In Kenya, just like many other Sub-Saharan African countries, pregnant mothers face the grim reality of losing their babies due to a lack of proper transportation to health facilities. Salome, a 27-year-old mother is one such case. On the 23rd of May at around midnight she started experiencing labour pains and her water broke at home. Having lost her first baby, she was determined to deliver her second baby safely so she dialed 1196 and Wheels for Life sent a taxi to take her to Huruma Nursing Home.
At Huruma Nursing Home, Salome’s labour was progressing poorly, Dr. “Jane” from Wheels for Life made a call to Rescue.co at 2.04 am requesting an ambulance to transfer Salome to Pumwani Maternity Hospital. The ambulance was dispatched four minutes later and completed her transfer in 17 minutes. Rescue.co had notified Pumwani of Salome’s condition and when she arrived she underwent an emergency cesarean section which saved both their lives.
Speaking after her delivery, Salome credited the Wheels for Life initiative for her health and that of her baby, saying, “Were it not for this initiative, I would have walked to the hospital and am not sure the baby and I would have been fine. God bless the work of your hands that you may continue to help those in need.”

TASK INSTRUCTIONS -
[1] Decide whether each of the following statements agrees with the Wheels for Life passage. For each, answer yes or no and quote the words of the passage that decide it. (a) After her water broke, Salome dialed 1196 to get transport. (b) The ambulance took 17 minutes to be dispatched after Rescue.co received the call. (c) Salome's cesarean section was performed at Huruma Nursing Home.
[2] Reproduce the Wheels for Life passage word for word from "In Kenya, just" up to and including "Huruma Nursing Home.".

DATA RECORDS -
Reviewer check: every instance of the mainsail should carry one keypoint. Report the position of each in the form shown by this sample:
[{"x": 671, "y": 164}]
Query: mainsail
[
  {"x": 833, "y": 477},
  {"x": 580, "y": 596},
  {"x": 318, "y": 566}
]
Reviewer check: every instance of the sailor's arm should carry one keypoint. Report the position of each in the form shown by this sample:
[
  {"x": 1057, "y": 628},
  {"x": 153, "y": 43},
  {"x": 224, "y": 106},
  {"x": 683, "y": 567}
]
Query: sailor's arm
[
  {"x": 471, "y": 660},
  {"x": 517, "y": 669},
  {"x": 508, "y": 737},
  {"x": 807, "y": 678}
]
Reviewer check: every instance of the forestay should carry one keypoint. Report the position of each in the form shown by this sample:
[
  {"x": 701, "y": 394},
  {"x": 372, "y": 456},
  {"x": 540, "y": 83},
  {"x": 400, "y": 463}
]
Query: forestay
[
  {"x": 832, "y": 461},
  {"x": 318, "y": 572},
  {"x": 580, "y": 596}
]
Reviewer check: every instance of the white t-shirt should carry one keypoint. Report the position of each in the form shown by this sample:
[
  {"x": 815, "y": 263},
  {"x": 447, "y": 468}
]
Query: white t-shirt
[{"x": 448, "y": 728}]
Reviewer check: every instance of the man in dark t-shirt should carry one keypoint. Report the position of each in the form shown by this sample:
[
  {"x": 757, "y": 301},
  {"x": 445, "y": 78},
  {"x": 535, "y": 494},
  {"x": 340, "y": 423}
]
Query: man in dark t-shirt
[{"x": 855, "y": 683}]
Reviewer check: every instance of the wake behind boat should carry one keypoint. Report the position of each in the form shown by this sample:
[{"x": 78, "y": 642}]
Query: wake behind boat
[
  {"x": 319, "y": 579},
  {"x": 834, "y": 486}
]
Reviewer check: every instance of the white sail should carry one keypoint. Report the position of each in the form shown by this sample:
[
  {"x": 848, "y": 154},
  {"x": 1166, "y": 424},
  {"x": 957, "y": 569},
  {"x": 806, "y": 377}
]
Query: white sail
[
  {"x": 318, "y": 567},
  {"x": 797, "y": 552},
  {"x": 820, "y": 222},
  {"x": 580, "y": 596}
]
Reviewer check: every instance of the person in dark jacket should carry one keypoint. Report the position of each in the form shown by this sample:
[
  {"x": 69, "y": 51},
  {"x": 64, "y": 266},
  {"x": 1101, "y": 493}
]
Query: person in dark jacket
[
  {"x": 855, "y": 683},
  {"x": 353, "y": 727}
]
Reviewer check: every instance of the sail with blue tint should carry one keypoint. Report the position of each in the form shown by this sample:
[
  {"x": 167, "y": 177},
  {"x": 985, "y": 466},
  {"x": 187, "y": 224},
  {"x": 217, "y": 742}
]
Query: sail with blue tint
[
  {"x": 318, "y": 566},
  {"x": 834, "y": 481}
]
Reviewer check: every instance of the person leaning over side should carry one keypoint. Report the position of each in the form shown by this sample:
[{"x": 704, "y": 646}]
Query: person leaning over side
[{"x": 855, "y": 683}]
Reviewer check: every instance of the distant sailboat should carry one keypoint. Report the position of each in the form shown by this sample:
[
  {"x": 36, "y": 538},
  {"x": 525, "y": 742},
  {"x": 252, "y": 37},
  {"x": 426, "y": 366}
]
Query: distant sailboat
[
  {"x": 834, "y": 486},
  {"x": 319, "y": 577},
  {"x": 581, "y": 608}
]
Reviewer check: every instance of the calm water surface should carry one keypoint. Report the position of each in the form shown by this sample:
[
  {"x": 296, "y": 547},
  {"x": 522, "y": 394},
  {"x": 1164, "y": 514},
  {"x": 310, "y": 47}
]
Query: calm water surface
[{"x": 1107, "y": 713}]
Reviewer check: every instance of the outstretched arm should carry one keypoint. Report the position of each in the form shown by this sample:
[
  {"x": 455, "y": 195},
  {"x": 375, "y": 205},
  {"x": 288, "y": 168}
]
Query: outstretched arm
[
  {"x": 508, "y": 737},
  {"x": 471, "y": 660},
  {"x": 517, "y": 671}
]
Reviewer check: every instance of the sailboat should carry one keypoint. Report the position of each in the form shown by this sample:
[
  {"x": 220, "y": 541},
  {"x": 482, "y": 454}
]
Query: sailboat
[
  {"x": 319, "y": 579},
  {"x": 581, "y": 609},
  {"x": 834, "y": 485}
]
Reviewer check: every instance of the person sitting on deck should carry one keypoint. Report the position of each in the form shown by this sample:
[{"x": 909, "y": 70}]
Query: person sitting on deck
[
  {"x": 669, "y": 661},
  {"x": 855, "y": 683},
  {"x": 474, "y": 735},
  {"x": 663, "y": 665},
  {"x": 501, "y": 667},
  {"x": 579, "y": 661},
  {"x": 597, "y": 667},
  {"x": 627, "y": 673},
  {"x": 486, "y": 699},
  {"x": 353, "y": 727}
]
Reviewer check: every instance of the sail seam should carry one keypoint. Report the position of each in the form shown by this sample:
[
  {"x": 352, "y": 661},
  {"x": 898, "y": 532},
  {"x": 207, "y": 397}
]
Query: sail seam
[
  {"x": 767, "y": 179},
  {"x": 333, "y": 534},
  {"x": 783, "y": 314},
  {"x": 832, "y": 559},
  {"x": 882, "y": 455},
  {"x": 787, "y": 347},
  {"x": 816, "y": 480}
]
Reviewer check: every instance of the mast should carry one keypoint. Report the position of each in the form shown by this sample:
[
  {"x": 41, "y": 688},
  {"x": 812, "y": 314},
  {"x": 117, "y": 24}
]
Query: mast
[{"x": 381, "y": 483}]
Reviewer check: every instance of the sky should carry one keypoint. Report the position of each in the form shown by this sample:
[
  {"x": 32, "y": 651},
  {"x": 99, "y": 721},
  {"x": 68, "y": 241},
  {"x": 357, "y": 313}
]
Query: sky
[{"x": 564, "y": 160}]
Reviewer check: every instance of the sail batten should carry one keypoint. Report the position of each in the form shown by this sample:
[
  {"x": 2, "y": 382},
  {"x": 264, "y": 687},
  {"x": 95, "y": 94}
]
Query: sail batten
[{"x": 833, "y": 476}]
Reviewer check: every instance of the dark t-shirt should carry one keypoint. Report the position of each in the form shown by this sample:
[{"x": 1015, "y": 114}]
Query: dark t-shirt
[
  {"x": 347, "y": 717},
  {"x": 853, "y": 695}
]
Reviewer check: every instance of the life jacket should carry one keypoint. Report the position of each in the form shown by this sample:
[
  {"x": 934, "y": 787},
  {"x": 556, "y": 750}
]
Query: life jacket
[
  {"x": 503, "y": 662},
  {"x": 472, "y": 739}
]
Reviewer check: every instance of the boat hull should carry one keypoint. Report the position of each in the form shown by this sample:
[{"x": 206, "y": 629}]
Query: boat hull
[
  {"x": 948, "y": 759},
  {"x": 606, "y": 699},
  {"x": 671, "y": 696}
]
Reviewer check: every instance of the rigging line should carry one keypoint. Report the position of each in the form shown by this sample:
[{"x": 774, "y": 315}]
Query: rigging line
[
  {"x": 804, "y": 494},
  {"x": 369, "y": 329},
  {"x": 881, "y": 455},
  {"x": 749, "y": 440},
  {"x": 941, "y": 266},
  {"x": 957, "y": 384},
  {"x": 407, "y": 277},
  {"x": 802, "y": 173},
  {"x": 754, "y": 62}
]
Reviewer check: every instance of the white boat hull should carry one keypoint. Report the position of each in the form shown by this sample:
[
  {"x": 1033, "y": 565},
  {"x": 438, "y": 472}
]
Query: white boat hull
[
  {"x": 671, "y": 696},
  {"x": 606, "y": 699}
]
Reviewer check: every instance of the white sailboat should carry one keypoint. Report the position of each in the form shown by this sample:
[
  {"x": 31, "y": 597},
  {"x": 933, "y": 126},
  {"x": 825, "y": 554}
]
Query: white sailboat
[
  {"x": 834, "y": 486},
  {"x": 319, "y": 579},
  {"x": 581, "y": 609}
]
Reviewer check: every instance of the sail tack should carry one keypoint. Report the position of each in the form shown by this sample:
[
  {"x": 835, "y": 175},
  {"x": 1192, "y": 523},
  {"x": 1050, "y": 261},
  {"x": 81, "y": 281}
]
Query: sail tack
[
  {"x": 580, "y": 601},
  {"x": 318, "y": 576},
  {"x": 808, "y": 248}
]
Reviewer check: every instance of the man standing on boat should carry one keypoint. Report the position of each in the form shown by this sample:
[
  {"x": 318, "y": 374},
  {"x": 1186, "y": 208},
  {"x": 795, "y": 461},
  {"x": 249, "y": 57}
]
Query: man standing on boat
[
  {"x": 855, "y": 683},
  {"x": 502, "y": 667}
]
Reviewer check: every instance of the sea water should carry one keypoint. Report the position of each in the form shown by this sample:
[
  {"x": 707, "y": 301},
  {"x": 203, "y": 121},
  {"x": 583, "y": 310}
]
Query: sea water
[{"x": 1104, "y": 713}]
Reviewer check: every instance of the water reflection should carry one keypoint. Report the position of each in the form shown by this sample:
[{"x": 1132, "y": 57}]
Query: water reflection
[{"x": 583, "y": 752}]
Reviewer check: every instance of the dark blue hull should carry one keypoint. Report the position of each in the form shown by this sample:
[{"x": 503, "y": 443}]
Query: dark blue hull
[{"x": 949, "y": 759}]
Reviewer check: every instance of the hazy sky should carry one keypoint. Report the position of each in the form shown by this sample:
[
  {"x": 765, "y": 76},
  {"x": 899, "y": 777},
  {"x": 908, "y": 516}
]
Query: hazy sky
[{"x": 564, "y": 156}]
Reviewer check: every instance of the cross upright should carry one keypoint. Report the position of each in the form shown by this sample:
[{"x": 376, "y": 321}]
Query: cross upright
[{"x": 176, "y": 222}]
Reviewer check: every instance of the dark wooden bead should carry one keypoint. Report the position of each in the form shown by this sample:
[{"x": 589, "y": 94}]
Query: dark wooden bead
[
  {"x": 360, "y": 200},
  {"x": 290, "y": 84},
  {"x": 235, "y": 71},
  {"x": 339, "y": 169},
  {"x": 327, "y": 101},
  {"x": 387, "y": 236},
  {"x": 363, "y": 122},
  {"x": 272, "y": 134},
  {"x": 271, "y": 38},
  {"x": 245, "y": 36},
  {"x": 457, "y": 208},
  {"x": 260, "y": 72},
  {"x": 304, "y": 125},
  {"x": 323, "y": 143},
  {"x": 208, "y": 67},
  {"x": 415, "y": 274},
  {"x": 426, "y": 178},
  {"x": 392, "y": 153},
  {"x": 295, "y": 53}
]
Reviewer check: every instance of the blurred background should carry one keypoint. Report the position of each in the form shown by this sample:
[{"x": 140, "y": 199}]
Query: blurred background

RESULTS FOR THE EXERCISE -
[1]
(a) Yes: "she dialed 1196 and Wheels for Life sent a taxi to take her to Huruma Nursing Home"
(b) No: "The ambulance was dispatched four minutes later and completed her transfer in 17 minutes."
(c) No: "Rescue.co had notified Pumwani of Salome’s condition and when she arrived she underwent an emergency cesarean section"

[2]
In Kenya, just like many other Sub-Saharan African countries, pregnant mothers face the grim reality of losing their babies due to a lack of proper transportation to health facilities. Salome, a 27-year-old mother is one such case. On the 23rd of May at around midnight she started experiencing labour pains and her water broke at home. Having lost her first baby, she was determined to deliver her second baby safely so she dialed 1196 and Wheels for Life sent a taxi to take her to Huruma Nursing Home.